Showing posts with label politics. Show all posts
Showing posts with label politics. Show all posts

Monday, 4 November 2013

The sin of not voting

Jeremy Paxman's interview with Russell Brand on Newsnight continues to make waves and has been watched by well over half a million on YouTube (http://www.youtube.com/watch?v=lLYcn3PuTTk)—maybe a lot more if viewing figures for the alternative versions on YouTube can be aggregated. It would be all too easy to dismiss Brand as a self-publicising showbiz personality with the gift of the gab and no more reason for being on the lighter-weight Newsnight than anyone else, if it were not for the fact that he has clearly struck a chord with many people, especially among the young.

As someone who has never missed a chance to vote—and would vote more often if given the chance by those who limit the extent to which we, the electorate, get to judge them—I am unlikely to condone his stance that he has never voted and never will. Not to vote is tacit complicity with the status quo. It can be dismissed as the inaction of someone who can't be bothered.

The true action of an objector to the status quo is to make the effort and go to the polling station and spoil ones ballot paper. If enough people who want change were to do this it might start to have an impact.

CHALLENGES —
**A)** In the post on not voting, what does the author call the true action of someone who objects to the status quo?
**B)** In the post on not voting, set down the part that opens with the words containing "The sin of not" and closes with "among the young.".

RECORDS SHOWN —

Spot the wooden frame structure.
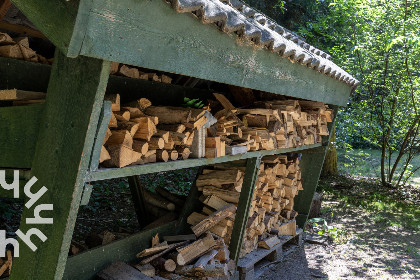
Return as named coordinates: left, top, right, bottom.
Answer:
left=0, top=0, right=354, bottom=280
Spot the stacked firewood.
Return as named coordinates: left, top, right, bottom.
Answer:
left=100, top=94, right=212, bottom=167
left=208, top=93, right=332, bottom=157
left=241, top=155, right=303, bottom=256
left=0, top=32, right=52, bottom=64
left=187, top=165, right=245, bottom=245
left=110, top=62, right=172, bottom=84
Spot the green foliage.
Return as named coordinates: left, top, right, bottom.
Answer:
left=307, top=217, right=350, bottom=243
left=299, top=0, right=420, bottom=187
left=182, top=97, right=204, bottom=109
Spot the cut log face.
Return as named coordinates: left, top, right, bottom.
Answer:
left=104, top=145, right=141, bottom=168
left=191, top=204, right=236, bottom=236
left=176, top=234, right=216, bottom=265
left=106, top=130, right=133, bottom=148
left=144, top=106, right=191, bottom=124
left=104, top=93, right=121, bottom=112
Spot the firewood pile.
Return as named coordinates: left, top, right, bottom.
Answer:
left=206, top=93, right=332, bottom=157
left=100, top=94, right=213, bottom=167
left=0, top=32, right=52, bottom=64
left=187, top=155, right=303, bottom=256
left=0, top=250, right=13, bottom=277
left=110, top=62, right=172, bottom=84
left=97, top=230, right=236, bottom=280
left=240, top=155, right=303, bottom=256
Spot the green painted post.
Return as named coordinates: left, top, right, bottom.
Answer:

RESPONSES PER TASK —
**A)** Making the effort to go to the polling station and spoiling the ballot paper.

**B)**
The sin of not voting

Jeremy Paxman's interview with Russell Brand on Newsnight continues to make waves and has been watched by well over half a million on YouTube (http://www.youtube.com/watch?v=lLYcn3PuTTk)—maybe a lot more if viewing figures for the alternative versions on YouTube can be aggregated. It would be all too easy to dismiss Brand as a self-publicising showbiz personality with the gift of the gab and no more reason for being on the lighter-weight Newsnight than anyone else, if it were not for the fact that he has clearly struck a chord with many people, especially among the young.